## start The data
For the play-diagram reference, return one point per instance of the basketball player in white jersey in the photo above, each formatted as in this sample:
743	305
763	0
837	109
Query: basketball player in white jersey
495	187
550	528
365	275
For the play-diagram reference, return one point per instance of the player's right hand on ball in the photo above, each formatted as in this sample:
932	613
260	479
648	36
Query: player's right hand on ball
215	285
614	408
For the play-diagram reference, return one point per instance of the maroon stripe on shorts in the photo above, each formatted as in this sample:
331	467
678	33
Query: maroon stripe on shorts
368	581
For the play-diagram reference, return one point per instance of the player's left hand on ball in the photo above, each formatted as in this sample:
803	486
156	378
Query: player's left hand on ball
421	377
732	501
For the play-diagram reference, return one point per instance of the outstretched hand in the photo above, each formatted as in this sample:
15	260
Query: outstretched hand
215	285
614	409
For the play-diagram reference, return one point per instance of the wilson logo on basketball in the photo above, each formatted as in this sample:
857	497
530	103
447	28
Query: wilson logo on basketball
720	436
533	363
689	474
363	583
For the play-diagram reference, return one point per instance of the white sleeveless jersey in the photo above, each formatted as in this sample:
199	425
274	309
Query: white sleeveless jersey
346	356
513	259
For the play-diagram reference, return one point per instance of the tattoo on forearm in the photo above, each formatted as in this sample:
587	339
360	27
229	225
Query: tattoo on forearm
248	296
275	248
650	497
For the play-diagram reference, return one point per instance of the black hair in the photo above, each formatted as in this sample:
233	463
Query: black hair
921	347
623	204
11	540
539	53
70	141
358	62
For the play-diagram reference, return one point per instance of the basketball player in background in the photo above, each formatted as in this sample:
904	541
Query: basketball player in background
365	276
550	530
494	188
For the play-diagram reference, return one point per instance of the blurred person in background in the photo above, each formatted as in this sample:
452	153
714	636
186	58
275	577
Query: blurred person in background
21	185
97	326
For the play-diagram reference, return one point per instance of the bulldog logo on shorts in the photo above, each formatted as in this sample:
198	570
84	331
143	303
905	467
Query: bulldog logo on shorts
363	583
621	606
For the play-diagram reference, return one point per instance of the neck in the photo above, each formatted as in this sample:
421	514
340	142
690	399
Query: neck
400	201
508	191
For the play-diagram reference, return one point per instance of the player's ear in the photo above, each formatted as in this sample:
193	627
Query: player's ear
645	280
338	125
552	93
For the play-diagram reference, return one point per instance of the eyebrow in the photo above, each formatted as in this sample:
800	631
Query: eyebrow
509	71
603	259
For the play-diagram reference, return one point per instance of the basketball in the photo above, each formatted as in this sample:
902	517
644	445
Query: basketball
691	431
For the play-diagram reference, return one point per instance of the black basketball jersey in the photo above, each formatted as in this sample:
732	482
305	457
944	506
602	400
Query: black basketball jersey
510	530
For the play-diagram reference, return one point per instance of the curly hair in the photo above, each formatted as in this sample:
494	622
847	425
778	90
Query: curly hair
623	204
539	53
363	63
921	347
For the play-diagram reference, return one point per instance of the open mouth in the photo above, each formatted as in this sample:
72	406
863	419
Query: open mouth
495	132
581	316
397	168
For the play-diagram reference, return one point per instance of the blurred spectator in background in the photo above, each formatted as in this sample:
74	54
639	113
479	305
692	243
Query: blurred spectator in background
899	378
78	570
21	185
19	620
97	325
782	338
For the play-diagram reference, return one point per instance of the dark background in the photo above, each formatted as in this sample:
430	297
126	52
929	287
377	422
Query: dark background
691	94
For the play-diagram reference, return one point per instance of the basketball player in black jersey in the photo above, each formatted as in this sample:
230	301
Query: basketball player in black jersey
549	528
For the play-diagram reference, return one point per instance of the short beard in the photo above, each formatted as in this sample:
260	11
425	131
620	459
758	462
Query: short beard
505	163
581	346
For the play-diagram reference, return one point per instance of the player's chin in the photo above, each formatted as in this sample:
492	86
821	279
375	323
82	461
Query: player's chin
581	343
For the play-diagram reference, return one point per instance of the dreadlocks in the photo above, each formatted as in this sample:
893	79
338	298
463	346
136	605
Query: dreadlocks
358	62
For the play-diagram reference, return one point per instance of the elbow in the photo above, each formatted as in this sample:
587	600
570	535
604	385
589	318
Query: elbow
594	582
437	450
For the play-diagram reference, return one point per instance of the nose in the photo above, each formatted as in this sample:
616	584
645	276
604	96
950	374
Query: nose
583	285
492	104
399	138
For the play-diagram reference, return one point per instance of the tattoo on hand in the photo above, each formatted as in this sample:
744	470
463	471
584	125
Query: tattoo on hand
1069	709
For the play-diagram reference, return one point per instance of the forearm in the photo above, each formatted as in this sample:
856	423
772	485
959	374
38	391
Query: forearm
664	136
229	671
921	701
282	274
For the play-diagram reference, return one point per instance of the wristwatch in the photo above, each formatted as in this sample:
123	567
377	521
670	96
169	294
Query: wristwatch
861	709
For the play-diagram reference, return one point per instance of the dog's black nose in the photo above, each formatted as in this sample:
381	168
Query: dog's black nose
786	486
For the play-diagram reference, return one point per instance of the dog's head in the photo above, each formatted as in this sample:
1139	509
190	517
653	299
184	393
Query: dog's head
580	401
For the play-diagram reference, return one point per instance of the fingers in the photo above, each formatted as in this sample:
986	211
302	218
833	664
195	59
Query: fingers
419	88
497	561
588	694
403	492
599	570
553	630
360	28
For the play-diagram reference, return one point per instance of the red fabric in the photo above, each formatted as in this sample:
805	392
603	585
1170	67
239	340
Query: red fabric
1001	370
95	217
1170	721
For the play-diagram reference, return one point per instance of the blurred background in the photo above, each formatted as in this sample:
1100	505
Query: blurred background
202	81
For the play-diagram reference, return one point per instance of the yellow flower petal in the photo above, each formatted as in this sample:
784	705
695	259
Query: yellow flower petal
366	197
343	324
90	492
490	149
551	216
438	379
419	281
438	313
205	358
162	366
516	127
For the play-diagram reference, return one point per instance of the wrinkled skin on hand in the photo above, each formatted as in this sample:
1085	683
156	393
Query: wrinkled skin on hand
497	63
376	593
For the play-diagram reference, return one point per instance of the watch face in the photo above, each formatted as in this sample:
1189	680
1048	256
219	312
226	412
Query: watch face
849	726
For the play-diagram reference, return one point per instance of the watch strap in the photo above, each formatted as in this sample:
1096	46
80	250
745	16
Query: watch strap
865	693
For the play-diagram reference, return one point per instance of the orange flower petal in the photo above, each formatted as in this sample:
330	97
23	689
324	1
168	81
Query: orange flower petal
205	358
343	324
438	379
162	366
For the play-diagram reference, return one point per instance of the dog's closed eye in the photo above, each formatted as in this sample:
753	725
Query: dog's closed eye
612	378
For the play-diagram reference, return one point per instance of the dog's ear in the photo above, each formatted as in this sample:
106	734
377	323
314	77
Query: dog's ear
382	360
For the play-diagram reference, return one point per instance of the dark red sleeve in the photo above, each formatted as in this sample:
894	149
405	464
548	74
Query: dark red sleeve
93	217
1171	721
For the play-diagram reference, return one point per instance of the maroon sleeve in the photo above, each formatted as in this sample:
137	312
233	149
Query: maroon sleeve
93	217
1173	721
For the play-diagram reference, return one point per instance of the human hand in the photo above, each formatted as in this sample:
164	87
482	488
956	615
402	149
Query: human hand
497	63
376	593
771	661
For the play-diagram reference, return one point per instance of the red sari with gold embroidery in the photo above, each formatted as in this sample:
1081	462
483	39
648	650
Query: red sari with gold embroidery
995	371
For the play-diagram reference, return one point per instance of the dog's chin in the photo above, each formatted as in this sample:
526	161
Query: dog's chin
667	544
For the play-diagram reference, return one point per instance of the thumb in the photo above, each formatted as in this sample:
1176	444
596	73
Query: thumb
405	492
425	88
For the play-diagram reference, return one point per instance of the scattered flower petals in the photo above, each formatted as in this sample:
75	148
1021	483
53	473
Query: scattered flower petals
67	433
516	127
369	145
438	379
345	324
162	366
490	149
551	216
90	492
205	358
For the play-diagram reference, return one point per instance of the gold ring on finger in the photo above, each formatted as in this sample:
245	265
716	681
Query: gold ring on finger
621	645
## end The data
Short problem:
Starting at the line that contains "of the thumb", quote each remaining line of the entries above, unchanged.

Answer to the problem:
For the play-diagram reference, return one point per instance of the thumb in the photo above, each formatted as in this sample:
1176	444
596	73
Query: thumb
405	492
425	88
For the play-diagram reference, return one point per instance of the scattered flower petals in the photo above, each formatted as in this sample:
75	148
1021	483
53	473
Query: scattered flower petals
67	433
516	127
369	145
438	379
345	324
162	366
490	149
551	216
90	492
205	358
For the play-diagram reference, return one point per instance of the gold ring on finger in the photo above, each formatted as in this sample:
245	265
716	681
Query: gold ring on finger
621	645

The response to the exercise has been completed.